• **GIVEN PASSAGE**:

○ ○ ○ ○

The film follows the eponymous Bashu (played by Adnan Afravian), a traumatised Arab-Iranian boy, as he flees his home in Khuzestan after being orphaned by an Iraqi bombardment. He arrives as a stowaway in Mazandaran, near the Caspian Sea, where he encounters Na’i (Susan Taslimi) and her children who reluctantly take him in. Here, Bashu struggles to assimilate, unable to understand Na’i’s Gilaki tongue, while she, in turn, remains confounded by his ethnicity. Confronted with an alien landscape and a radically different culture that, quite literally, attempts to wash away his very existence, Bashu cannot help but ask: “Am I still in Iran?”
As Beyzaie’s film unfolds, a quiet, surreal dismantling of Persian ethnocentrism begins to take shape – by spotlighting two marginalised communities, neither of whom speak Farsi as their first language, Bashu offers an alternative vision of Iran, not as a nation-state but rather a polycultural civilisation in denial. “Iranians have become alienated from one another,” Beyzaie noted when talking about the film, a divide that is evident through the eyes of Bashu, who arrives in his own country as if he has crossed a border.
Today, with war once again uprooting millions of Iranians, these interminable divisions have migrated onto a global stage. In the diaspora, for example, monarchists clash with pro-régime voices, each claiming to speak for a singular “Iranian people” – precisely the illusion Beyzaie sought to dismantle. Consequently, those who fall outside of these competing narratives have found their ‘Iranian-ness’ increasingly called into question, as if one’s identity is entirely contingent on ideology. In ‘The Politics of Nationalism in Modern Iran’, Professor Ali M. Ansari, drawing on the work of Mohammad Ali Foroughi, opposes this form of cultural hegemony and suggests that Iranians are, in fact, united not by language, ethnicity, or political allegiance, but through shared histories, myths and a land that has survived millennia of invasions and internal strife. It is this idea that resides at the very heart of Bashu too.
In one of the film’s most striking sequences, Bashu, haunted by the spectral zār (a harmful wind associated with spirit possession beliefs in southern Iran) of fighter jets, leaps over a burning flame and recites from a schoolbook, in formal Persian: “Iran is our homeland. We belong to the same country. We are the children of Iran.”

○ ○ ○ ○

• **DATA ROWS**:
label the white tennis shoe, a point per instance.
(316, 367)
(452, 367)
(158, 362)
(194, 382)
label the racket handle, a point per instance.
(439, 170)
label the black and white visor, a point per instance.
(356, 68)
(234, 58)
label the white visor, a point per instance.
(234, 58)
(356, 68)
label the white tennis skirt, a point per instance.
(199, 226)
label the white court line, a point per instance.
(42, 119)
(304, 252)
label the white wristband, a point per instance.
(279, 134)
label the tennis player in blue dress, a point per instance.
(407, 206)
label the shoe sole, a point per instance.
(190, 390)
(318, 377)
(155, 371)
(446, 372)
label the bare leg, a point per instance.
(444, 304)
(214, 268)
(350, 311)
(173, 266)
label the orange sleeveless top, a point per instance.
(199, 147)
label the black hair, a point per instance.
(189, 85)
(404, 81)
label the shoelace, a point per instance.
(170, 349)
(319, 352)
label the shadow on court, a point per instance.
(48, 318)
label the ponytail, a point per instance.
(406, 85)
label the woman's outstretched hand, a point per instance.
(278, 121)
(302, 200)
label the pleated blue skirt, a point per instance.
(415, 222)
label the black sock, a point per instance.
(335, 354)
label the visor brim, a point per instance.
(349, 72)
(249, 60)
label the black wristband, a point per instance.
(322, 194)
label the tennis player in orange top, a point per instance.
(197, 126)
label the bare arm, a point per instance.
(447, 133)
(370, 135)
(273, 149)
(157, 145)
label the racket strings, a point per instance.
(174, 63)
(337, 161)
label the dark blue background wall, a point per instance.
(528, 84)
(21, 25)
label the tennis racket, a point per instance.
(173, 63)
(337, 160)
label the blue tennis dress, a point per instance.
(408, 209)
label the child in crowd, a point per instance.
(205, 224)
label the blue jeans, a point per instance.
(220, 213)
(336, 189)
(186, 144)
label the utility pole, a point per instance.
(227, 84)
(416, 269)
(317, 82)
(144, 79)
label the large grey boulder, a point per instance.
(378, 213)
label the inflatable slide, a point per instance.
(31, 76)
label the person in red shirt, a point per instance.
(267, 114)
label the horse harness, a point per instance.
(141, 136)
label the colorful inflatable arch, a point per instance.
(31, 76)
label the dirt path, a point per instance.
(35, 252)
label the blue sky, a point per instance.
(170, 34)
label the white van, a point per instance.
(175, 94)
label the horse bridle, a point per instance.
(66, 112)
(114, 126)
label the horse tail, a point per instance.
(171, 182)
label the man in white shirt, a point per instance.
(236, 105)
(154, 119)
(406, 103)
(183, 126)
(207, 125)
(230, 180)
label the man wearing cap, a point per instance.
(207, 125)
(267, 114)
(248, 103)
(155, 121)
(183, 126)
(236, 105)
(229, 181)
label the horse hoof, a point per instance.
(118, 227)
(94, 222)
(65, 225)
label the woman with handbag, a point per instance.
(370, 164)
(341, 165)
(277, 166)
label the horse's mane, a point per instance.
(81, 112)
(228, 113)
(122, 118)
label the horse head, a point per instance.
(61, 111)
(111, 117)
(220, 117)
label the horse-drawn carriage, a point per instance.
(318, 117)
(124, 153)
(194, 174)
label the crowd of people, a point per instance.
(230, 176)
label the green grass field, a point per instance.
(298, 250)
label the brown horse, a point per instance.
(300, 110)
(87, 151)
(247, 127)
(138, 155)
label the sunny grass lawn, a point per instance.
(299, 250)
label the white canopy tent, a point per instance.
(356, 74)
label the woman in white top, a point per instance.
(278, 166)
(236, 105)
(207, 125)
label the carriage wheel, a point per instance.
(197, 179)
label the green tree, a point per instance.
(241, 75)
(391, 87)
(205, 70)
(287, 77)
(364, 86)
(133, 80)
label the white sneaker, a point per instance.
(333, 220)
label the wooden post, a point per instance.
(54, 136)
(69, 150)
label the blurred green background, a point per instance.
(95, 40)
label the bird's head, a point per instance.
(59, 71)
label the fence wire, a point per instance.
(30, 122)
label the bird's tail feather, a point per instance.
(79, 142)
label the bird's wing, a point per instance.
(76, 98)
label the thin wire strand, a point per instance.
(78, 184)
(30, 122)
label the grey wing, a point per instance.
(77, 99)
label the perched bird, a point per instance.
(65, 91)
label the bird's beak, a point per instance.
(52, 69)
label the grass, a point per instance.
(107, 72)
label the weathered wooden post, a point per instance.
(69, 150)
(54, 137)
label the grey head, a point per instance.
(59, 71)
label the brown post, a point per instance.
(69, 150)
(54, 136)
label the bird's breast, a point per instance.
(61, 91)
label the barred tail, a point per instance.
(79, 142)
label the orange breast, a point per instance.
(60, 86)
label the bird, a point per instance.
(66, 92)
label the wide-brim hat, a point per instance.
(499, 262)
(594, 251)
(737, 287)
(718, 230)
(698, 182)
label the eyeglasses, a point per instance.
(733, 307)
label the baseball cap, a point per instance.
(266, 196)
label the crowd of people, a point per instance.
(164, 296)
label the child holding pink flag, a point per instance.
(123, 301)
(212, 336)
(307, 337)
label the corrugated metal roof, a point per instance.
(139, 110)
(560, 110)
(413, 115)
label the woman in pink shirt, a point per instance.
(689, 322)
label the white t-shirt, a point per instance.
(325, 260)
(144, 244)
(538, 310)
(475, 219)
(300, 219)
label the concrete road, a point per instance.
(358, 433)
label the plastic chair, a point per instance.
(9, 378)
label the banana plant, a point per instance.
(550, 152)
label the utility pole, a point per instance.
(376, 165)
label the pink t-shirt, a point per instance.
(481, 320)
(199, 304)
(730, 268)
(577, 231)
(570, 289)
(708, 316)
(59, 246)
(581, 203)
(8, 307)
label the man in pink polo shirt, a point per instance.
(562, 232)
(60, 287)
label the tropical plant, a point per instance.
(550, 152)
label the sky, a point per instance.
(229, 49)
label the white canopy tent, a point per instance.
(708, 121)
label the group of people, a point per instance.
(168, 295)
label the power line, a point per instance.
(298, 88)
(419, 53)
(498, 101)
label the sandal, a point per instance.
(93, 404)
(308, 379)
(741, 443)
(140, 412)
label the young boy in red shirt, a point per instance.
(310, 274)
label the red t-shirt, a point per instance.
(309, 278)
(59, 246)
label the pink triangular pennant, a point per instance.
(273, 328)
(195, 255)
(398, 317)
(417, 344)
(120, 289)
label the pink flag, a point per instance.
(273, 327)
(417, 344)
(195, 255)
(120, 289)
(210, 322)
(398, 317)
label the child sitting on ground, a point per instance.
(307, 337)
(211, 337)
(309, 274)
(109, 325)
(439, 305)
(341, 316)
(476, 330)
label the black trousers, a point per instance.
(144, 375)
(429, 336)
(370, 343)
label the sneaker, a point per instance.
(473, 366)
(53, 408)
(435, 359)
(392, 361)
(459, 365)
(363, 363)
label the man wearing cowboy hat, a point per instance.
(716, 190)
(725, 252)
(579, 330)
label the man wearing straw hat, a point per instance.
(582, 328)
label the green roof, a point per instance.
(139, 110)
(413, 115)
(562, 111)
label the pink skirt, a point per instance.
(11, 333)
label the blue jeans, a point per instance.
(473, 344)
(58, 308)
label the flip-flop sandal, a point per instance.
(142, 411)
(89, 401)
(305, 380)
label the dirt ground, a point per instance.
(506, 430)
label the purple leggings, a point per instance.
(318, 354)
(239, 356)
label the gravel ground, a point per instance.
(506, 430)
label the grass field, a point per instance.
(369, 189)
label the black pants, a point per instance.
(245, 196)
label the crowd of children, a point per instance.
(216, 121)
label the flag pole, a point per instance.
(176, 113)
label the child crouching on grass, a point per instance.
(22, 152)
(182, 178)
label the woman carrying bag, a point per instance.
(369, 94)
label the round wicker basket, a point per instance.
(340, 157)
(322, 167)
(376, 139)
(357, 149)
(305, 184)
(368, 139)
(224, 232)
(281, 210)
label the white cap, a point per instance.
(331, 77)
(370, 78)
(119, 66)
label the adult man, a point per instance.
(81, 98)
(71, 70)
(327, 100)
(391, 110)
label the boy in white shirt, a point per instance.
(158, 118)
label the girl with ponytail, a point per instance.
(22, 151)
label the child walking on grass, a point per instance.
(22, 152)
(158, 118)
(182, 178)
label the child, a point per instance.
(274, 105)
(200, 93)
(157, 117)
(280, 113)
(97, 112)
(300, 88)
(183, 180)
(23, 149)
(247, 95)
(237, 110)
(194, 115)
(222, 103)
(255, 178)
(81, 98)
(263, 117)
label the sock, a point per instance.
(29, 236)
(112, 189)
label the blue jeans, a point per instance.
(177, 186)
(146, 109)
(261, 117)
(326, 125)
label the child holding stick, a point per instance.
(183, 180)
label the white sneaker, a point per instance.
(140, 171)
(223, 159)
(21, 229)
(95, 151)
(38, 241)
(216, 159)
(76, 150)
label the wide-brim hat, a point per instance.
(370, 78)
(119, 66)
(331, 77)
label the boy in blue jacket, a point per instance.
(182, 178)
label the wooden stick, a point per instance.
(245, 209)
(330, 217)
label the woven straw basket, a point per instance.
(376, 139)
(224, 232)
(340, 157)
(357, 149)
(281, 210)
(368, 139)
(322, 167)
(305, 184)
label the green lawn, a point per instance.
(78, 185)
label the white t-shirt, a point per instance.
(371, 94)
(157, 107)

○ ○ ○ ○

• **REQUIREMENTS**:
• a. Answer these questions about the essay on Bashu:
(i) In what region does Bashu arrive as a stowaway?
(ii) What language does Na'i speak?
(iii) Whose work does Ali M. Ansari draw on?
• b. Copy the essay on Bashu, beginning at the words "As Beyzaie’s film" and stopping after "crossed a border.", and swap "marginalised communities" out for "minority groups".
• c. Please list every real person named in the essay on Bashu, leaving out film characters.
The data was taken from a separate source.

• **EXPECTED RESPONSES**:
• a.
(i) Mazandaran, near the Caspian Sea
(ii) Gilaki
(iii) Mohammad Ali Foroughi

• b.
As Beyzaie’s film unfolds, a quiet, surreal dismantling of Persian ethnocentrism begins to take shape – by spotlighting two minority groups, neither of whom speak Farsi as their first language, Bashu offers an alternative vision of Iran, not as a nation-state but rather a polycultural civilisation in denial. “Iranians have become alienated from one another,” Beyzaie noted when talking about the film, a divide that is evident through the eyes of Bashu, who arrives in his own country as if he has crossed a border.

• c. Adnan Afravian, Susan Taslimi, Beyzaie, Ali M. Ansari, Mohammad Ali Foroughi